» **抜粋本文**
- - - - - - -
図1では詳細な構造の図示を省略しているが、良く知られているように、ソレノイド弁3は、ソレノイド部とバルブ部とを備えている。ソレノイド部は、筒状コイルが外装された固定コアと、その固定コアの径方向内側に配置された可動コア(プランジャ)とを有する。ソレノイド部は、筒状コイルに通電することによって発生する磁気吸引力を利用して可動コアを軸方向に移動させる。バルブ部は、入力ポート・出力ポート・ドレンポート・フィードバックポート等の各種ポートが形成されたスリーブと、そのスリーブの内部に配置されたスプールとを有する。スプールは、可動コアの軸方向移動に連動して、軸方向に移動可能となっている。
ソレノイド弁3は、指令出力部11からの電流指令Cに応じた電流を筒状コイルに流し、磁気吸引力を発生させて可動コア及びスプールを軸方向にスライド移動させる。そして、ソレノイド弁3は、当該ソレノイド弁3に供給される元圧PSをスプール位置に応じた油圧(調整圧Psl)に調圧して、油圧サーボ50(油圧室53)に供給する。元圧PSは、例えばアクセル開度やスロットルバルブの開度等に応じて生成されるライン圧や、当該ライン圧を減圧して生成されるセカンダリ圧又はモジュレータ圧等であって良い。
なお、電流指令Cは、摩擦係合装置5が係合状態とされる場合には、当該摩擦係合装置5に目標伝達トルク容量を生じさせる油圧指令に応じて定まる。つまり、基本的には、電流指令Cは油圧指令と一対一に対応していると考えることができる。但し、本実施形態では、電流指令Cは、後述するように低温時起動制御において作動油の粘性抵抗に抗して単にソレノイド弁3のスプールをスライド移動させ始める(以下、「ソレノイド弁3を起動する」と言う。)ための指令をも含む。本実施形態において、電流指令Cは、通常の油圧指令に対応する指令と、ソレノイド弁3を起動させるための追加的な指令(必要な場合のみ)とを組み合わせた概念である。
また、自動変速装置に複数の摩擦係合装置5が備えられる場合には、個々の摩擦係合装置5に対してそれぞれ1つのソレノイド弁3が設けられても良いし、いくつか(例えば2つ)の摩擦係合装置5で1つのソレノイド弁3が共用されても良い。後者の場合には、ソレノイド弁3と、当該ソレノイド弁3からの調整圧Pslが選択的に供給される複数の摩擦係合装置5とを接続する油路の分岐部に、切替バルブが設けられる。いずれにしても、複数の摩擦係合装置5に対して、複数(摩擦係合装置5と同数又はそれよりも少ない個数)のソレノイド弁3が油圧制御装置に設けられる。かかる場合には、制御装置1(指令出力部11)は、複数のソレノイド弁3に対する電流指令Cを、個別に出力する。
- - - - - - -
» **演習の目的**
抜粋本文のうち、「図1では詳細な構造の図示を省」で始まり「とを組み合わせた概念である。」で終わる部分を、一字一句変えずに書き写してください。

» **点アノテーションセットの項目**
- - - - - - -
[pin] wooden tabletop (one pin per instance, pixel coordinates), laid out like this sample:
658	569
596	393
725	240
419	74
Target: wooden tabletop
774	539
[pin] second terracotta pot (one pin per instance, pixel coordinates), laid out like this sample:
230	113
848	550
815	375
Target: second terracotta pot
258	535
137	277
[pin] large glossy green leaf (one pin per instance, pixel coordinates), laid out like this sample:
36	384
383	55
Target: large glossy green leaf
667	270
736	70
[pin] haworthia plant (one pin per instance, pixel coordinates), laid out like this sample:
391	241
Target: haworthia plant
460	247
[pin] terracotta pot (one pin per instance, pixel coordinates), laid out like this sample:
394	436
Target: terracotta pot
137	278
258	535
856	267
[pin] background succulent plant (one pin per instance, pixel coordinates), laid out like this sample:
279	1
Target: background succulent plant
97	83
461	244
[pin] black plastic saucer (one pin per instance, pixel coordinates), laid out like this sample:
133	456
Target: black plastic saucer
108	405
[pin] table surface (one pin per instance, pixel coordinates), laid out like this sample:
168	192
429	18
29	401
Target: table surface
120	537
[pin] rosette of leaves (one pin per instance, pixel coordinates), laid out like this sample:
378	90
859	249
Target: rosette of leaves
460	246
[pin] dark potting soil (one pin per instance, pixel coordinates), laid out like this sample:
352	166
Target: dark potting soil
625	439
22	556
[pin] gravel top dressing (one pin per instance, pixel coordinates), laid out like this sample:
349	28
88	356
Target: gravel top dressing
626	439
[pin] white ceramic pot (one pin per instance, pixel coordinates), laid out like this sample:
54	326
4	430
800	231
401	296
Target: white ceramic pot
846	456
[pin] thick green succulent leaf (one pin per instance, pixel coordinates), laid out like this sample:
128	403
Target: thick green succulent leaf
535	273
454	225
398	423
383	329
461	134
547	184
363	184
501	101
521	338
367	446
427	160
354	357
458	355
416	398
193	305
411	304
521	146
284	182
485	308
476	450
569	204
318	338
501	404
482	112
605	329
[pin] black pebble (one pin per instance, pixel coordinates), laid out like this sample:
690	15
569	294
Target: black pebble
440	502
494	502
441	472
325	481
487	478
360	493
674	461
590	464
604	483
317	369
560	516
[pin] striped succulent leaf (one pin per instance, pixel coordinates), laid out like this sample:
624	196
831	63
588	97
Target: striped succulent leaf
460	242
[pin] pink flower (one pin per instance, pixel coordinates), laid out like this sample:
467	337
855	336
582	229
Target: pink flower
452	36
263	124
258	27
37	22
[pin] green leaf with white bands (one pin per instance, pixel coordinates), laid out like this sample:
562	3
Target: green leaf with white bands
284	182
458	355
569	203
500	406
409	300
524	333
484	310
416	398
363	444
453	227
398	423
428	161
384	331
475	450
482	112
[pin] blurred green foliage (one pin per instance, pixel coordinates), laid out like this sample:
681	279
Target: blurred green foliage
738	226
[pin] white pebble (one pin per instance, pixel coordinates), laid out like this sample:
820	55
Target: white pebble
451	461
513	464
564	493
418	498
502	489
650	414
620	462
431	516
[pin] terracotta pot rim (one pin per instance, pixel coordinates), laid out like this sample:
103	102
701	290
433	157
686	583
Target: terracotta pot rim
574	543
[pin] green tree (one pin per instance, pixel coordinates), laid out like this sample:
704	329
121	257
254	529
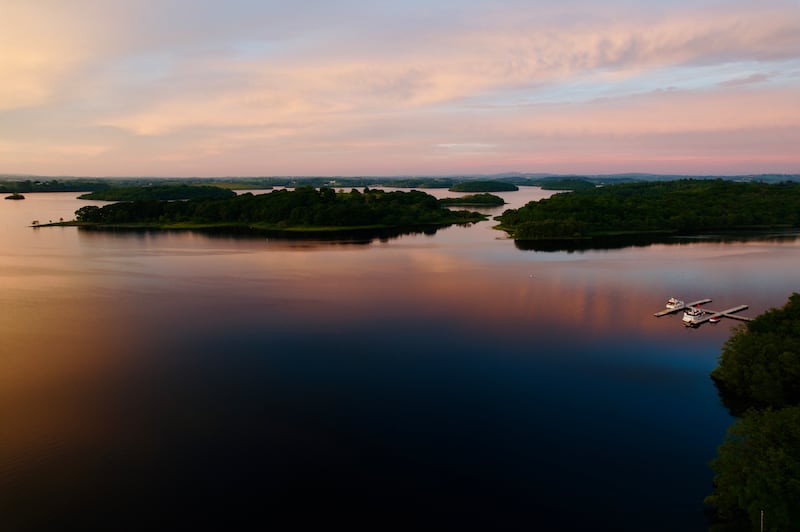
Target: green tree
758	469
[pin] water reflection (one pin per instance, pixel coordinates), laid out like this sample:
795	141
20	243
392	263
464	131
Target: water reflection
620	242
154	378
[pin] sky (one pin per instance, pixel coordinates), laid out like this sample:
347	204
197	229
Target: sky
398	88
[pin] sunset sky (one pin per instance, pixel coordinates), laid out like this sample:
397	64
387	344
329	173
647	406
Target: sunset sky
413	87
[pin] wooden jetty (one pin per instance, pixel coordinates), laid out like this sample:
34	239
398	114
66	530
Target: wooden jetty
727	313
708	314
682	306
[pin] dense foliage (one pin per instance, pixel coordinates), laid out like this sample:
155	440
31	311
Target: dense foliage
475	199
303	207
686	207
483	186
760	364
159	192
758	465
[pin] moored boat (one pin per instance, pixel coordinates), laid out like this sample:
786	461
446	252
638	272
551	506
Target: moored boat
692	315
674	303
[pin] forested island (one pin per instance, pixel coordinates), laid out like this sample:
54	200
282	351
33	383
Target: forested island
483	186
160	192
683	207
52	185
758	465
485	200
302	209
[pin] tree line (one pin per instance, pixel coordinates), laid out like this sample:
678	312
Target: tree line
758	465
686	206
302	207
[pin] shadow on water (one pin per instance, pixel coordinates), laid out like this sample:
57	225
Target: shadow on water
347	237
619	242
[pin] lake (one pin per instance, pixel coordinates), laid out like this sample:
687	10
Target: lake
150	380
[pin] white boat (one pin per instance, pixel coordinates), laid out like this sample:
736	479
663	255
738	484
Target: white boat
674	303
692	315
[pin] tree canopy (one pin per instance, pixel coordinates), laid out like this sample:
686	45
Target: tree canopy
304	207
758	465
686	206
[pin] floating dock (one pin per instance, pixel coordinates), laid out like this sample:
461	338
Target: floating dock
708	314
682	306
727	313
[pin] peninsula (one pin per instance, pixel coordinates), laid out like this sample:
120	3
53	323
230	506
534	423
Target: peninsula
304	209
682	207
757	468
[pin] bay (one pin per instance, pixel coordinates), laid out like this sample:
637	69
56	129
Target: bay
451	379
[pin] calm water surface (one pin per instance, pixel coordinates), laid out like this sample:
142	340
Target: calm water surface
150	380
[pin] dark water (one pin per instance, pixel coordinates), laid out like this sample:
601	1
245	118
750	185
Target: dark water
150	381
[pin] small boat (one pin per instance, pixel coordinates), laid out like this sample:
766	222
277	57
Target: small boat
674	303
692	315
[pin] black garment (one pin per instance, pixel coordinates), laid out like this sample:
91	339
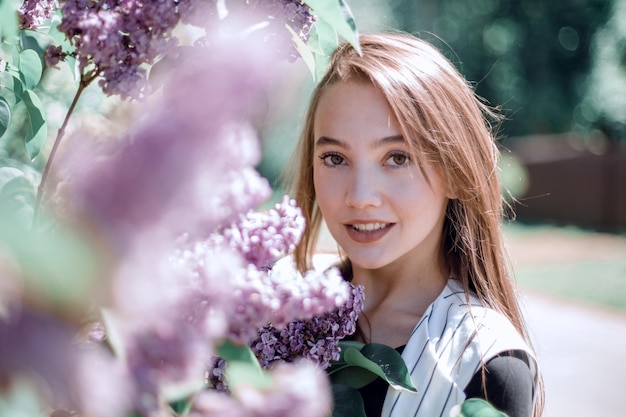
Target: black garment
507	379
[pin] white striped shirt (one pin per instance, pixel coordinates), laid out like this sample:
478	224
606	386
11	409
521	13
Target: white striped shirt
446	348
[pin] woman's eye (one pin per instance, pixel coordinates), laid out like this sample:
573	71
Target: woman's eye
398	159
332	159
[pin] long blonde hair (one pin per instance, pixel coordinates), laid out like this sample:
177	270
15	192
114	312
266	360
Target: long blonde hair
450	128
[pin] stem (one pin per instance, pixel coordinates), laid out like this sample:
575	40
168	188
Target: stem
85	80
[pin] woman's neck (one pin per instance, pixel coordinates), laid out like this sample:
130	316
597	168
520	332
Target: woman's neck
396	297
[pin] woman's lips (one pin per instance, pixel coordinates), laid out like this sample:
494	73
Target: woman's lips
368	232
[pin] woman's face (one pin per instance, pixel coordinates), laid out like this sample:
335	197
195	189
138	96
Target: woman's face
376	201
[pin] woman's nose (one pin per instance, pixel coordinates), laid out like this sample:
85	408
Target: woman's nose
363	189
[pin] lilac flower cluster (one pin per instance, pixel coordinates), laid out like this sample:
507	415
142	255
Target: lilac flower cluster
264	237
297	390
316	339
33	13
294	13
121	37
279	299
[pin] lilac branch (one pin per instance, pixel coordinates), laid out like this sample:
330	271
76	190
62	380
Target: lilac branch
85	81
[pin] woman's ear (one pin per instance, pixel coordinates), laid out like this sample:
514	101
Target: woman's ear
451	191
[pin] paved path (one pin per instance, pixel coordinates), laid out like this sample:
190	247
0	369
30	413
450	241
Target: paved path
582	352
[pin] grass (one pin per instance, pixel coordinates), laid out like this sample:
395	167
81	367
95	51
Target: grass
570	263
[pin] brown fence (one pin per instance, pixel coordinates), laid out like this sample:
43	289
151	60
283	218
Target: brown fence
567	185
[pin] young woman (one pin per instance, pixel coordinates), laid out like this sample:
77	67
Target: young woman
399	160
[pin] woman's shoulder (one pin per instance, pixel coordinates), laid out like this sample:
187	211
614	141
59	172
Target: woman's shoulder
465	316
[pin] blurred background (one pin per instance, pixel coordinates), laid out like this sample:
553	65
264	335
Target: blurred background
557	71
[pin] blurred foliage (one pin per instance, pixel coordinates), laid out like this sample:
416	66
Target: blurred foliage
533	58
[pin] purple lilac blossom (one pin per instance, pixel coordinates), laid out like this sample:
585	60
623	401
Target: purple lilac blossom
264	237
297	390
188	165
120	37
41	348
316	339
281	298
296	14
34	13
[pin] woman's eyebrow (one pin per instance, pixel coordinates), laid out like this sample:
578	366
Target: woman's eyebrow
325	140
395	139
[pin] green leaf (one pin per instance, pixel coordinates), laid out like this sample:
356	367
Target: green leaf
5	116
30	68
60	269
9	25
347	402
243	367
476	407
304	50
352	376
38	127
338	15
378	359
10	79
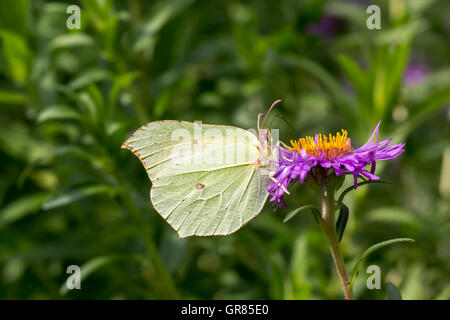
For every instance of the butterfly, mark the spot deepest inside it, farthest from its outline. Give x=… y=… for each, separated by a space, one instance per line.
x=206 y=179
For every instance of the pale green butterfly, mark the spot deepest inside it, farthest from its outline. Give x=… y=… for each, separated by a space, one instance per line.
x=206 y=179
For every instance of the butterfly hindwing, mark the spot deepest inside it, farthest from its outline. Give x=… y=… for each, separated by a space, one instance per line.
x=204 y=183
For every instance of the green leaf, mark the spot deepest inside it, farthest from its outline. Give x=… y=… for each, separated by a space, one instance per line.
x=372 y=249
x=12 y=98
x=75 y=195
x=341 y=223
x=89 y=77
x=351 y=188
x=17 y=56
x=22 y=208
x=393 y=292
x=88 y=268
x=71 y=40
x=294 y=212
x=58 y=112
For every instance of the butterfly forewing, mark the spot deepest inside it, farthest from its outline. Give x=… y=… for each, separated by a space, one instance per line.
x=206 y=180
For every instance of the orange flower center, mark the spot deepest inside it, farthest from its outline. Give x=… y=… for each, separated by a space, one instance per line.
x=332 y=146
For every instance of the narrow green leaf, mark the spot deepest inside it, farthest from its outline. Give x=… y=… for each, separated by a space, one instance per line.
x=341 y=223
x=17 y=56
x=21 y=208
x=89 y=77
x=57 y=112
x=393 y=292
x=75 y=195
x=351 y=188
x=294 y=212
x=71 y=40
x=372 y=249
x=88 y=268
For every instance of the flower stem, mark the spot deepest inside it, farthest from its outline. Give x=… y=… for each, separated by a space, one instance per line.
x=328 y=226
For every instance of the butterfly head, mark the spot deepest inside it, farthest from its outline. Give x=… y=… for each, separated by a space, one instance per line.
x=266 y=151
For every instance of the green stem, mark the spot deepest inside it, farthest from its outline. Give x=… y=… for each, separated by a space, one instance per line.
x=329 y=228
x=153 y=253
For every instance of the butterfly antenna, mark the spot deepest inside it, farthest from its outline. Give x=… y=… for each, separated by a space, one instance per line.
x=259 y=118
x=286 y=121
x=270 y=109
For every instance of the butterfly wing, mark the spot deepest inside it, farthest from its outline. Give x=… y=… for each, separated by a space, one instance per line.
x=204 y=178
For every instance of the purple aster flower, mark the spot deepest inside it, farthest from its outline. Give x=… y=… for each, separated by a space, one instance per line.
x=334 y=154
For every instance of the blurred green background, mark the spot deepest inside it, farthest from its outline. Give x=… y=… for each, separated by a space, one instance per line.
x=69 y=98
- - - - - - -
» **記述解答**
図1では詳細な構造の図示を省略しているが、良く知られているように、ソレノイド弁3は、ソレノイド部とバルブ部とを備えている。ソレノイド部は、筒状コイルが外装された固定コアと、その固定コアの径方向内側に配置された可動コア(プランジャ)とを有する。ソレノイド部は、筒状コイルに通電することによって発生する磁気吸引力を利用して可動コアを軸方向に移動させる。バルブ部は、入力ポート・出力ポート・ドレンポート・フィードバックポート等の各種ポートが形成されたスリーブと、そのスリーブの内部に配置されたスプールとを有する。スプールは、可動コアの軸方向移動に連動して、軸方向に移動可能となっている。
ソレノイド弁3は、指令出力部11からの電流指令Cに応じた電流を筒状コイルに流し、磁気吸引力を発生させて可動コア及びスプールを軸方向にスライド移動させる。そして、ソレノイド弁3は、当該ソレノイド弁3に供給される元圧PSをスプール位置に応じた油圧(調整圧Psl)に調圧して、油圧サーボ50(油圧室53)に供給する。元圧PSは、例えばアクセル開度やスロットルバルブの開度等に応じて生成されるライン圧や、当該ライン圧を減圧して生成されるセカンダリ圧又はモジュレータ圧等であって良い。
なお、電流指令Cは、摩擦係合装置5が係合状態とされる場合には、当該摩擦係合装置5に目標伝達トルク容量を生じさせる油圧指令に応じて定まる。つまり、基本的には、電流指令Cは油圧指令と一対一に対応していると考えることができる。但し、本実施形態では、電流指令Cは、後述するように低温時起動制御において作動油の粘性抵抗に抗して単にソレノイド弁3のスプールをスライド移動させ始める(以下、「ソレノイド弁3を起動する」と言う。)ための指令をも含む。本実施形態において、電流指令Cは、通常の油圧指令に対応する指令と、ソレノイド弁3を起動させるための追加的な指令(必要な場合のみ)とを組み合わせた概念である。